Exercice –
Relevez chaque nom propre de l'extrait choisi, en notant une seule fois ceux qui reviennent.

Julie Perreault Je… [pause]. Ça dépend des jours. En vieillissant, j’ai gagné des affaires, mais j’en ai perdu d’autres. Heureusement, le fait d’avoir été la « pas belle » quand j’étais jeune m’aide à relativiser l’importance de l’apparence, même si je ne suis pas au-dessus des considérations esthétiques.

Julie Perreault, une « pas belle » ? Vous qui êtes devenue, à travers le personnage de Fanny dans Minuit, le soir, une sorte de sex-symbol ?

J. Ah! mais je le jure! Je n’aurais jamais cru jouer un jour une femme dans la séduction, armée de faux seins et de rallonges de cheveux. Je n’en revenais pas de remporter tout à coup des concours de «fille la plus sexy du Québec». Ce n’est pas moi du tout, ça.

Marie-Thérèse Fortin C’est vrai qu’il y a souvent une profonde dichotomie entre la perception qu’on a de soi, sans fard ni rien, et ce que la caméra renvoie aux autres.

Informations affichées –
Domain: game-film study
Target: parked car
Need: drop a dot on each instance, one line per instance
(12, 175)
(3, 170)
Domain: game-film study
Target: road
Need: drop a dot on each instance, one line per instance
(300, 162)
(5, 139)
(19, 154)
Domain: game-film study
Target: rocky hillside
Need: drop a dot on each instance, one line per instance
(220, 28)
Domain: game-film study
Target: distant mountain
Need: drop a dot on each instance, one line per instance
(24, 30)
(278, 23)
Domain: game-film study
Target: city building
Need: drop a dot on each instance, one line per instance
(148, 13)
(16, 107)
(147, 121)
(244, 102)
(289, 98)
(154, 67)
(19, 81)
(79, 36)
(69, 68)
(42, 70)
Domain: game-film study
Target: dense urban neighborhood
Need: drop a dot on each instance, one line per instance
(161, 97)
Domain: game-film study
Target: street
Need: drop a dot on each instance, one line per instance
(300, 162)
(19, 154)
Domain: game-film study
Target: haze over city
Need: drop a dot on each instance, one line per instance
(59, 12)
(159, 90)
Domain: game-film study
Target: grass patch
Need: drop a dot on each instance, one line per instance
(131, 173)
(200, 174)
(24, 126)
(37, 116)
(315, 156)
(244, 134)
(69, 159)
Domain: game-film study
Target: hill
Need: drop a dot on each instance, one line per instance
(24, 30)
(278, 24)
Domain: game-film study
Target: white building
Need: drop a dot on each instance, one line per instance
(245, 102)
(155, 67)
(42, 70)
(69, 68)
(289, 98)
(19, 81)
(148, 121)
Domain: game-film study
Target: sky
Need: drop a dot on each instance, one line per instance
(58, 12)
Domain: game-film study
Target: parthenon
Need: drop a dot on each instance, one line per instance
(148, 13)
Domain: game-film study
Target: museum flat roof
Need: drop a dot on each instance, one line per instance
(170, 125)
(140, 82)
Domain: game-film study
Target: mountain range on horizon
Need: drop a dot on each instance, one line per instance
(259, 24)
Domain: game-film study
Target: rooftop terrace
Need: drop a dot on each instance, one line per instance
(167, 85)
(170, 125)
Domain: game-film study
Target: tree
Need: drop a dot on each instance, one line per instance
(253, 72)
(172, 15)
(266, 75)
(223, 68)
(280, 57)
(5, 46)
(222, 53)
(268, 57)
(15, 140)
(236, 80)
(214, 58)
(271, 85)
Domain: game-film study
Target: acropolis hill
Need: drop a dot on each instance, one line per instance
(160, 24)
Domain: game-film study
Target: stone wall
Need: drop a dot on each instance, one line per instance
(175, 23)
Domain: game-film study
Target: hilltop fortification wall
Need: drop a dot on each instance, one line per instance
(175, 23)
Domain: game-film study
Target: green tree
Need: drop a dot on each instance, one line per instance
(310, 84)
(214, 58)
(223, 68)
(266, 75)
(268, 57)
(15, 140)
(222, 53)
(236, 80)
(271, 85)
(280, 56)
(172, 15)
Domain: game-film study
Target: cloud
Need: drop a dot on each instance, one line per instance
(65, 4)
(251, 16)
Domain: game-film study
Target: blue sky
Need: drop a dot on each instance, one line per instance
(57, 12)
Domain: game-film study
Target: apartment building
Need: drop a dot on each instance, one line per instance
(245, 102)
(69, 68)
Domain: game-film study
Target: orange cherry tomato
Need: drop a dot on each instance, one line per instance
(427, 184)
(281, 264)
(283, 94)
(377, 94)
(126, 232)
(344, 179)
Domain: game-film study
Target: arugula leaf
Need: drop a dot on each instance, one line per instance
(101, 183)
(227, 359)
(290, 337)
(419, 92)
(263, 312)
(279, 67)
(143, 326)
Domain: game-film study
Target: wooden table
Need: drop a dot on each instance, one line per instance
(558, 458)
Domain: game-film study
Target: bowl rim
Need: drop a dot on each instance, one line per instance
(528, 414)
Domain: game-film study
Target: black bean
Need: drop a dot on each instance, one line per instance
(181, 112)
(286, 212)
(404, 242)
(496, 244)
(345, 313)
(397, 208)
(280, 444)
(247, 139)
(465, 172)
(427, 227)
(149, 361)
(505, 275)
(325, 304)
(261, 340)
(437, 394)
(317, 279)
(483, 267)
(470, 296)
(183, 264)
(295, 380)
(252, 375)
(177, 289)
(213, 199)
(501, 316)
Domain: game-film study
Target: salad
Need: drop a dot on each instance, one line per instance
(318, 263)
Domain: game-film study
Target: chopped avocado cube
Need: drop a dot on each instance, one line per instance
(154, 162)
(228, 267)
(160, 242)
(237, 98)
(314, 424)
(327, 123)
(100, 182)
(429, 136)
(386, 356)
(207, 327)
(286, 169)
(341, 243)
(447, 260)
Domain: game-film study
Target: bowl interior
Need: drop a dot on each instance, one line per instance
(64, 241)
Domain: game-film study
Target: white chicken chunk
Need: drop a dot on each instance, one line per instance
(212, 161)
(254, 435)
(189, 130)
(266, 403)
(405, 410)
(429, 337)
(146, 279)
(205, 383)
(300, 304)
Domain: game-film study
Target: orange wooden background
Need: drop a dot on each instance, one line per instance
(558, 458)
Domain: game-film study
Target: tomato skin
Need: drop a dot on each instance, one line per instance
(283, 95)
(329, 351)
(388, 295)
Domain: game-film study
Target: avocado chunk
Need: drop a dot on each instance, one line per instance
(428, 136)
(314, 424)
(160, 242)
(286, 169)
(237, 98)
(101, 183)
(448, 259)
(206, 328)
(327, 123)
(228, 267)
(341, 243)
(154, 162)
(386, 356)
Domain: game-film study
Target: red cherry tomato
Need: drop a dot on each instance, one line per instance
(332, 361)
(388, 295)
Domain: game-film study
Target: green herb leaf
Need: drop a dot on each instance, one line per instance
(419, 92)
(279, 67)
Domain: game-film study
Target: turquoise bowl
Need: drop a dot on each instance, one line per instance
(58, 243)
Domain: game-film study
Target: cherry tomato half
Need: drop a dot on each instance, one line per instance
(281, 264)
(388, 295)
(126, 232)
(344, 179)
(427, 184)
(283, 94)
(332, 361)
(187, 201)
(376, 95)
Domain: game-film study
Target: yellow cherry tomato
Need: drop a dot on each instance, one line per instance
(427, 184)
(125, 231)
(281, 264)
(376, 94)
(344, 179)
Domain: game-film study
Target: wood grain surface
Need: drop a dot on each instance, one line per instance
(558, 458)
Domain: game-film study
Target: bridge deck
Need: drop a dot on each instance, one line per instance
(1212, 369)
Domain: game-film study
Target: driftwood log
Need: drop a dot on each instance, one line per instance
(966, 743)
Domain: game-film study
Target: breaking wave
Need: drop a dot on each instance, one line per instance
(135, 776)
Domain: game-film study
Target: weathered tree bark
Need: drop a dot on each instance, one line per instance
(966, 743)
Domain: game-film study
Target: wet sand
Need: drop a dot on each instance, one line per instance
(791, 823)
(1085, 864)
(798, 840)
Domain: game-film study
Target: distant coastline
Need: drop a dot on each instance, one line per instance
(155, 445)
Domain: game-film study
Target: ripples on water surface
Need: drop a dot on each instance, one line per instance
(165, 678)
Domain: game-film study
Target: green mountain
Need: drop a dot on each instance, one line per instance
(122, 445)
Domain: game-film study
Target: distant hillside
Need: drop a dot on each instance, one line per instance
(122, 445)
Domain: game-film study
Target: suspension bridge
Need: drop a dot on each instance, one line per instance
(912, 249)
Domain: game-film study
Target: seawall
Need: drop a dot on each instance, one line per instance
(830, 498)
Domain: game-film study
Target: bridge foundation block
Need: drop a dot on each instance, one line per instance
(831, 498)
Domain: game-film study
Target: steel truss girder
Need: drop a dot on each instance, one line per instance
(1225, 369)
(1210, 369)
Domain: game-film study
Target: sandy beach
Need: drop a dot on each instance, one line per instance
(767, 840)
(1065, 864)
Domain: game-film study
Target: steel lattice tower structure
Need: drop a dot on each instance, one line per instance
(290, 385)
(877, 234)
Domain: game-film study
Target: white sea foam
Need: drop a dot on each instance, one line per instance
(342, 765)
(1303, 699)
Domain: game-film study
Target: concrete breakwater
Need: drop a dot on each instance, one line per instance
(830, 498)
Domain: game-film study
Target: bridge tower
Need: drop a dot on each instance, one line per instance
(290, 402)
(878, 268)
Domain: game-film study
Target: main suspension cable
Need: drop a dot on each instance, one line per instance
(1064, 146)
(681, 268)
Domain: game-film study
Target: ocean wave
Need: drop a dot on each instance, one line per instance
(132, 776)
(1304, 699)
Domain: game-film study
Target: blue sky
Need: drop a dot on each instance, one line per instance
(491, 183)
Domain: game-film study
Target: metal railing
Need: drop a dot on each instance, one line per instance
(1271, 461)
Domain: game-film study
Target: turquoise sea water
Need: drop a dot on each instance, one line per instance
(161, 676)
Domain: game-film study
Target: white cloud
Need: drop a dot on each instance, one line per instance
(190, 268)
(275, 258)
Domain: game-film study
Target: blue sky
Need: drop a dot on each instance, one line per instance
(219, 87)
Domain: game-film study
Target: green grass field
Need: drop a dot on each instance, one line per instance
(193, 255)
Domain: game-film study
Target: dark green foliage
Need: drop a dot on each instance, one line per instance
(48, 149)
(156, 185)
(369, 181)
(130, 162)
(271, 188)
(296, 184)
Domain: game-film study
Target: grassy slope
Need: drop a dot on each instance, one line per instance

Réponse attendue –
Julie Perreault, Fanny, Minuit, le soir, Québec, Marie-Thérèse Fortin